- _AIM OF THE EXERCISE_
Under this line are the records; repeat exactly the lines starting at the one containing "Draw the outline of every instance of the clock" and ending at the one containing "Target: shelving unit", omitting pictures.

(Stored data)

- - -

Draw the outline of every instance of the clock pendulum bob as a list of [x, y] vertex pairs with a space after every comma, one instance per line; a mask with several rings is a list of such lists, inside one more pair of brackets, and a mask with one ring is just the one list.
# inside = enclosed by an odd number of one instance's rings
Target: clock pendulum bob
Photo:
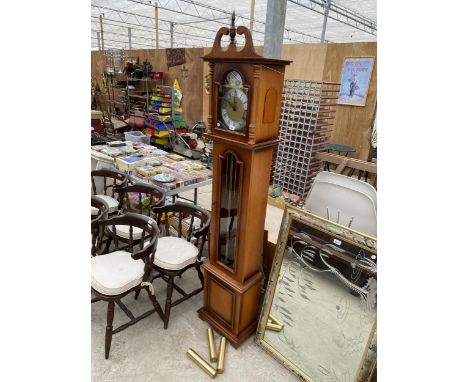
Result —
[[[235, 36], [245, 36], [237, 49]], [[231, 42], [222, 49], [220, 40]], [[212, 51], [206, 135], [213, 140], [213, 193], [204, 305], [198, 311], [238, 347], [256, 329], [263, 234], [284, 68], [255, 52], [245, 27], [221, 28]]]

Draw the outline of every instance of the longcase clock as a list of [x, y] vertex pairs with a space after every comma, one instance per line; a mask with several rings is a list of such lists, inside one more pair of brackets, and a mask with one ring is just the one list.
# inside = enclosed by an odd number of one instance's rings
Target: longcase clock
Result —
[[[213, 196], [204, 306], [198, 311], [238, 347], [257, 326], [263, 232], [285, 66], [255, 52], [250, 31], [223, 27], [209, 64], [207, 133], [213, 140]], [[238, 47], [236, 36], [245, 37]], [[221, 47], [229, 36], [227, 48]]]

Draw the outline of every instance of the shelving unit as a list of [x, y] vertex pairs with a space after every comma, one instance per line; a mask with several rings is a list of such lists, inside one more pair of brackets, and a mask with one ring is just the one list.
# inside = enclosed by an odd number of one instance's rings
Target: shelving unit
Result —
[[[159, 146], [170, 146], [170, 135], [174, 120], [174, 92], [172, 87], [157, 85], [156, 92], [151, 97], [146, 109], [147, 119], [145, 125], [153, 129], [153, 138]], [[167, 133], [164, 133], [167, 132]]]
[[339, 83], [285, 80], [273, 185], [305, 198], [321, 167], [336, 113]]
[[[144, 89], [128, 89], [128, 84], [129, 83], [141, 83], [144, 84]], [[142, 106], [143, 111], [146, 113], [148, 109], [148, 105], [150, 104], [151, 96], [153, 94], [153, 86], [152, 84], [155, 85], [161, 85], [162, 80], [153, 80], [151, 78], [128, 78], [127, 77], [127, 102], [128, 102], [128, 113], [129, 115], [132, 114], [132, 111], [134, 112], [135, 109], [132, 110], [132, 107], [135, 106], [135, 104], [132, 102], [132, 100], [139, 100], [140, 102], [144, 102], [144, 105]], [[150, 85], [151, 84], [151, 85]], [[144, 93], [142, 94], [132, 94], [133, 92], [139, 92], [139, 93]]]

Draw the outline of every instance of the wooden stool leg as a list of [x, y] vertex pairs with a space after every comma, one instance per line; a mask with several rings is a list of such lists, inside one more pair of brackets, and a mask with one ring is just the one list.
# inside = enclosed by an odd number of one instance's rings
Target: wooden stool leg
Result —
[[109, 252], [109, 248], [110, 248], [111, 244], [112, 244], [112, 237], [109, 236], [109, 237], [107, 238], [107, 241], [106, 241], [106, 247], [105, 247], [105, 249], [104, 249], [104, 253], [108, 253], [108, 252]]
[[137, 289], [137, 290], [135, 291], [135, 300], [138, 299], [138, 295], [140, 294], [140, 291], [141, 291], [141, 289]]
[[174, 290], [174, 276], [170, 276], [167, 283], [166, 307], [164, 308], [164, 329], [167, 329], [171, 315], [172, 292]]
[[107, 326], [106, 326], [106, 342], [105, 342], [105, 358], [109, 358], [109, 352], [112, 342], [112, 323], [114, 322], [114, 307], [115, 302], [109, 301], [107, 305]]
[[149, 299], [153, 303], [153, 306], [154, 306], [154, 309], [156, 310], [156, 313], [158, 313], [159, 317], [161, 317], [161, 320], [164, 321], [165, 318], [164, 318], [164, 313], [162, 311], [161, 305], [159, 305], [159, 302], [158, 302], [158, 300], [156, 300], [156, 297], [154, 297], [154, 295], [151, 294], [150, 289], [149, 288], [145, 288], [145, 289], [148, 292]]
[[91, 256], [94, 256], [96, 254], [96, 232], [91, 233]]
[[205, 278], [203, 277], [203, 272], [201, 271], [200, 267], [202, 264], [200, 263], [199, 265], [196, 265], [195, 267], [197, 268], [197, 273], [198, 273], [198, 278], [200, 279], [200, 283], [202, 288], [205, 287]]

- - -

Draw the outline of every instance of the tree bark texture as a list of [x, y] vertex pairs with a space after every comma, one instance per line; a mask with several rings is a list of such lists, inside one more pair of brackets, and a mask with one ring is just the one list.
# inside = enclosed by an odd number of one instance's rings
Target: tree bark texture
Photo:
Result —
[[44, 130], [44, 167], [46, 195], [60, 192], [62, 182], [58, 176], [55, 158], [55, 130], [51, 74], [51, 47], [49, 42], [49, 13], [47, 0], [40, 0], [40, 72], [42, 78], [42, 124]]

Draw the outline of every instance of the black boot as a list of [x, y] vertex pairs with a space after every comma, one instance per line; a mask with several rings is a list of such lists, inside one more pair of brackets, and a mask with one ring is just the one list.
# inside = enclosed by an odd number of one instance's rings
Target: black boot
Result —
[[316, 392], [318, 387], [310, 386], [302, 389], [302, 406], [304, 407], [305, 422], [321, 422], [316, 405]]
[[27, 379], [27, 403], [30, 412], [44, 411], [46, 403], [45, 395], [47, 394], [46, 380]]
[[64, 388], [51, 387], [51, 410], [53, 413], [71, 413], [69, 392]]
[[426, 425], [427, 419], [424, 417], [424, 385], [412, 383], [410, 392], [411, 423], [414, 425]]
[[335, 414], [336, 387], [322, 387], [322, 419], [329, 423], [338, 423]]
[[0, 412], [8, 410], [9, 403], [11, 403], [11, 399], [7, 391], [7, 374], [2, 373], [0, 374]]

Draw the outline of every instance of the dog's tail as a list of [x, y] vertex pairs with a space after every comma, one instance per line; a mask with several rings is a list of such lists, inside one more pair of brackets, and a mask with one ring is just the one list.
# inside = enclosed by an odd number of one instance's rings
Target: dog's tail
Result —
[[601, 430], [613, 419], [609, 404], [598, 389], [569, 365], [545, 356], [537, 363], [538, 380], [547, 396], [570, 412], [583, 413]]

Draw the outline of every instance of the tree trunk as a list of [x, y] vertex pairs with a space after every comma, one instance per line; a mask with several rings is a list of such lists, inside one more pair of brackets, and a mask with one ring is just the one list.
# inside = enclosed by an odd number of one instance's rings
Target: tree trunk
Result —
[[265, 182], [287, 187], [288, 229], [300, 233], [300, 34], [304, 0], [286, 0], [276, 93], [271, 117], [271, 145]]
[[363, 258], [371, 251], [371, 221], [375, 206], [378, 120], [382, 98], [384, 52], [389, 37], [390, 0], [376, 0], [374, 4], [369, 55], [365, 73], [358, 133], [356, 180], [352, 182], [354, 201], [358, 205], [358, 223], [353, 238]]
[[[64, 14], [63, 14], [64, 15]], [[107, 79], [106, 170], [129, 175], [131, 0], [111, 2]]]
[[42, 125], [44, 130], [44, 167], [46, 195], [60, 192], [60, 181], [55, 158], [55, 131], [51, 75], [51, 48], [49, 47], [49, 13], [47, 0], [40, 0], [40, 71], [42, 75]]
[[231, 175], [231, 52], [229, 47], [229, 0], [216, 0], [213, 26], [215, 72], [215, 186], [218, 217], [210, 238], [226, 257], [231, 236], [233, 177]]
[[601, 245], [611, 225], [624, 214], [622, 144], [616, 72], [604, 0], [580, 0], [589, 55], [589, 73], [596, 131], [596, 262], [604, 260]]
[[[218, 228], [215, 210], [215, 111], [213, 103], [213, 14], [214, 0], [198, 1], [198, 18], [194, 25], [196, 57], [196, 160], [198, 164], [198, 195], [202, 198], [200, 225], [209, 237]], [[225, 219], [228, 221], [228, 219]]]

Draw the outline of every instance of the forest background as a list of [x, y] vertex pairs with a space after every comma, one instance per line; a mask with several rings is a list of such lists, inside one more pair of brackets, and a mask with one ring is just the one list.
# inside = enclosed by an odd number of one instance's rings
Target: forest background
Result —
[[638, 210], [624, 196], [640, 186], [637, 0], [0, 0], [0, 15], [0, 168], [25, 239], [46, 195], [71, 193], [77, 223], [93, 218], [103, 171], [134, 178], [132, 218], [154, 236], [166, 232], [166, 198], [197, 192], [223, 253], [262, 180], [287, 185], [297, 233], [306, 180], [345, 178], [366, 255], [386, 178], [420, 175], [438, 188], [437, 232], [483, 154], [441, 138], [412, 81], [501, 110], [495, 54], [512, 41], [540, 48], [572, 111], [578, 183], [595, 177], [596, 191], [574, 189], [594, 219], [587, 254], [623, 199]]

- - -

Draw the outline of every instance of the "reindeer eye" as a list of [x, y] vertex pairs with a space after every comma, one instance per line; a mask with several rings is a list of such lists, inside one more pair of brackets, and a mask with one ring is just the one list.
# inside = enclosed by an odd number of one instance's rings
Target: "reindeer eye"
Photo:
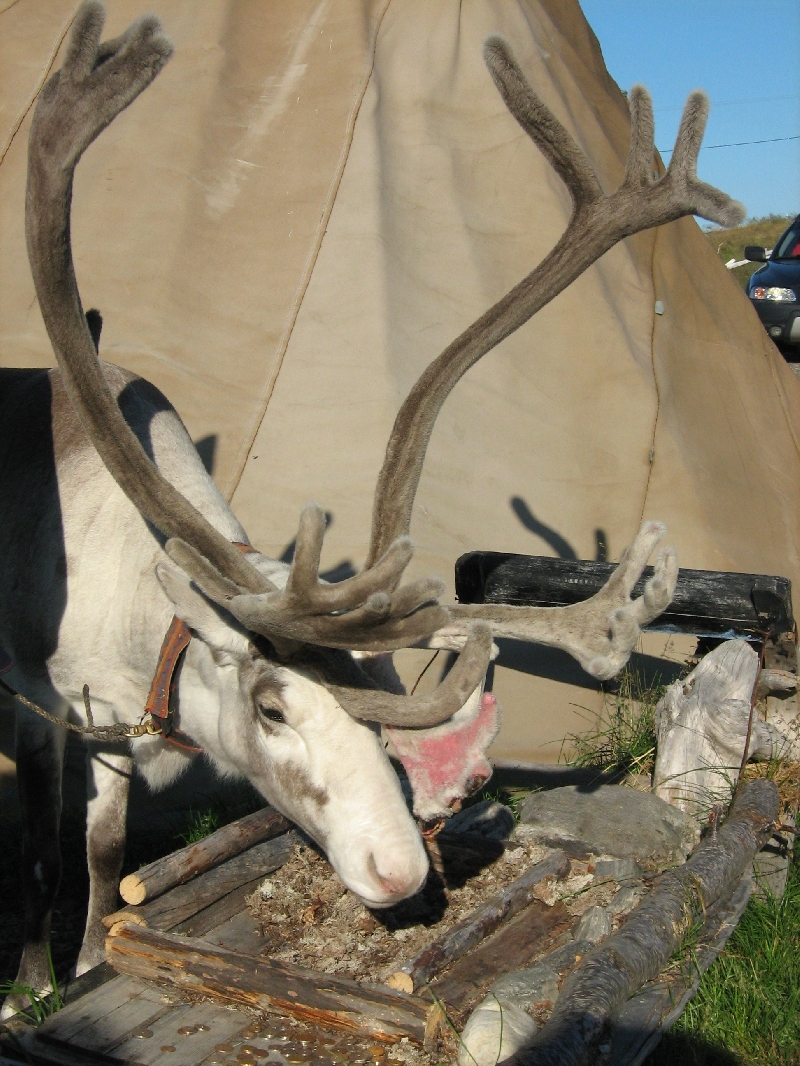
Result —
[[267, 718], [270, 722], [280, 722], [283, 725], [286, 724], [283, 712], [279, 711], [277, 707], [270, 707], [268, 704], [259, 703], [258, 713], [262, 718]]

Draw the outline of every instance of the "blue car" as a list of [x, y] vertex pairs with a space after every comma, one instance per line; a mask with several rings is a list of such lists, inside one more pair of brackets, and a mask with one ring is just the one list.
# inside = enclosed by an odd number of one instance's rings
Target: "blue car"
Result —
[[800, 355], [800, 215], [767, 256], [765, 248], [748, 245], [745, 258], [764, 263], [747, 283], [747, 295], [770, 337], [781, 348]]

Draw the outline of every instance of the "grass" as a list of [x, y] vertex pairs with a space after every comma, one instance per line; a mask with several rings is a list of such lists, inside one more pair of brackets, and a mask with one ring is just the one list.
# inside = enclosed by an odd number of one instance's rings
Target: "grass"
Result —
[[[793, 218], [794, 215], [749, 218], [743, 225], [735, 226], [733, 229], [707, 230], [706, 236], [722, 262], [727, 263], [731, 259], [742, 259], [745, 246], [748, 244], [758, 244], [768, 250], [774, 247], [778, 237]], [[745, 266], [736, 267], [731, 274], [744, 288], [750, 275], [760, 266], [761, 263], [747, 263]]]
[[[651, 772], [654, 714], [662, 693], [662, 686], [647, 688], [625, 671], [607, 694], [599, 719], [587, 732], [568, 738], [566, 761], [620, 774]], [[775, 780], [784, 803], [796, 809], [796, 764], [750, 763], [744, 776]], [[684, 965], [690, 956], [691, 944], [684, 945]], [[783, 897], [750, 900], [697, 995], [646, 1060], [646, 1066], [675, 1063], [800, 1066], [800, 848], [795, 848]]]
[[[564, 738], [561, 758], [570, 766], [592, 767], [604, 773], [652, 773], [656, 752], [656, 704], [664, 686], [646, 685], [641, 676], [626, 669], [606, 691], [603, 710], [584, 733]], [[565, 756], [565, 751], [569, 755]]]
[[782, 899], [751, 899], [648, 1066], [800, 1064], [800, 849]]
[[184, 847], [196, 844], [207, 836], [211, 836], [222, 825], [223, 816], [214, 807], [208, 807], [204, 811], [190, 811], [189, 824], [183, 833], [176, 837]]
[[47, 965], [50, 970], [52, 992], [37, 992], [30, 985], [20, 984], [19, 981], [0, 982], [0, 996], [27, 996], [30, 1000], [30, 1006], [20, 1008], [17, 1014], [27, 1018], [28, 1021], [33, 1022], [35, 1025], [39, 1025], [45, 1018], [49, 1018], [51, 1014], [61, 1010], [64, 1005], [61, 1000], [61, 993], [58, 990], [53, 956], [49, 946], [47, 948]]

- - -

- _EXERCISE RESPONSE_
Draw the outline of every instance of the clock pendulum bob as a list of [x, y] vertex pairs with a space after every comma, one instance per line; a mask with several rings is a list of such lists, inside one more pair of brackets, and a mask with one ring is just the one list.
# inside = enclosed by an odd number of one instance's rings
Target: clock pendulum bob
Photo:
Result —
[[[235, 36], [245, 36], [237, 49]], [[231, 42], [222, 49], [220, 40]], [[212, 51], [206, 135], [213, 140], [213, 193], [204, 305], [198, 311], [238, 347], [256, 329], [263, 234], [284, 68], [255, 52], [245, 27], [221, 28]]]

Draw the outline of every instance of the longcase clock as a list of [x, y] vertex pairs with a space after every comma, one instance per line; a mask with several rings is a list of such lists, inside one more pair of brackets, and a mask with one ring is just the one list.
# inside = enclosed by an odd number of one instance's rings
Target: longcase clock
Result —
[[[213, 196], [204, 306], [198, 311], [238, 347], [257, 326], [263, 232], [285, 66], [255, 52], [250, 31], [223, 27], [209, 64], [207, 133], [213, 140]], [[238, 47], [236, 36], [245, 37]], [[221, 47], [229, 36], [227, 48]]]

Draw the outline of every instance of the shelving unit as a list of [x, y] vertex pairs with a space after every comma, one instance per line; a mask with several rings is a list of such lists, inside one more pair of brackets, and a mask with one ring is just the one list.
# inside = enclosed by an odd number of one instance's rings
Target: shelving unit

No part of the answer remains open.